■ **What is required**: Unless a line falls after the one with "box: [20, 75, 61, 660]", retype it exactly from the records below; leave out all pictures.

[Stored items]

════════════════════

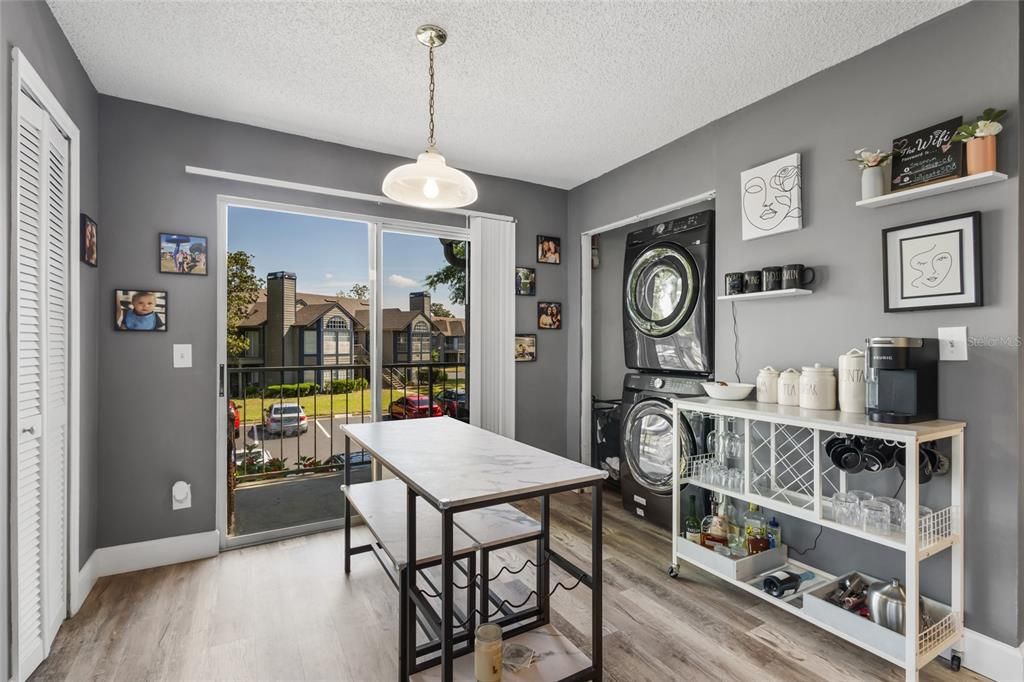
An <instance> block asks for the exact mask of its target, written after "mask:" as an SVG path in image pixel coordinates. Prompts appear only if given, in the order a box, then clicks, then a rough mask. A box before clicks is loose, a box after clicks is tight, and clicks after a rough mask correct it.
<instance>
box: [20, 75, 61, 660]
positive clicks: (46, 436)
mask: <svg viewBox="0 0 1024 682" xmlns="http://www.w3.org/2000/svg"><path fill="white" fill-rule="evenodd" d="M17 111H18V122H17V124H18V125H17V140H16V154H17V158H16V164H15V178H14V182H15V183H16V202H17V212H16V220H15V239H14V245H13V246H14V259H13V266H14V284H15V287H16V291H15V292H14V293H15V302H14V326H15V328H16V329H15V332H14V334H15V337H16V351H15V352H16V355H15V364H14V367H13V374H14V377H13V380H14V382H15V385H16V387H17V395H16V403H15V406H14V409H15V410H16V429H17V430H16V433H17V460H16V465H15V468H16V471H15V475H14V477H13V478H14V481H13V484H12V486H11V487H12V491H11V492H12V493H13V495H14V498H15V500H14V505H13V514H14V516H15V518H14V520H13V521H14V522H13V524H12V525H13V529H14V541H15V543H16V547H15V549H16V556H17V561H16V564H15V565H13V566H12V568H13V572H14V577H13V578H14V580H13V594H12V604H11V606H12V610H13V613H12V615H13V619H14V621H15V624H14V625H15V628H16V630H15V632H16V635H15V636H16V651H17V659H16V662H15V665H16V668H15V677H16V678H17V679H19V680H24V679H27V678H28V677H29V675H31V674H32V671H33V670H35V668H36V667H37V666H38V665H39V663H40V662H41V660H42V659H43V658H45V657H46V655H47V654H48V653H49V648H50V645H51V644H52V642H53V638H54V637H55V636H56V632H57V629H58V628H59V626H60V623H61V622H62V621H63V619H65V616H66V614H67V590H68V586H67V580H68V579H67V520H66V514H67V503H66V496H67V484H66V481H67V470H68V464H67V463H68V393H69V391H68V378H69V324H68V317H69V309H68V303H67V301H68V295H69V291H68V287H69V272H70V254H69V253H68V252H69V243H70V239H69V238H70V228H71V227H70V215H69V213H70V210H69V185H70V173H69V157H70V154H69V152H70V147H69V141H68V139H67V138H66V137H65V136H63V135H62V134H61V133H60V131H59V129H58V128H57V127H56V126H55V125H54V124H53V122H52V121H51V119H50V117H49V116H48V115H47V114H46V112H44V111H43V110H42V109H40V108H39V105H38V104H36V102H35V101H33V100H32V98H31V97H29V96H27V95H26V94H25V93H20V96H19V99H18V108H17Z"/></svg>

════════════════════

■ **Answer to the problem**:
An <instance> block asks for the exact mask of its target, written after "mask:" as an SVG path in image pixel coordinates. Prompts appear only if given, in the order a box, then clicks, then a rough mask. A box before clicks is loose, a box after clicks is tight, and clicks after a rough mask correct it.
<instance>
box: [20, 75, 61, 660]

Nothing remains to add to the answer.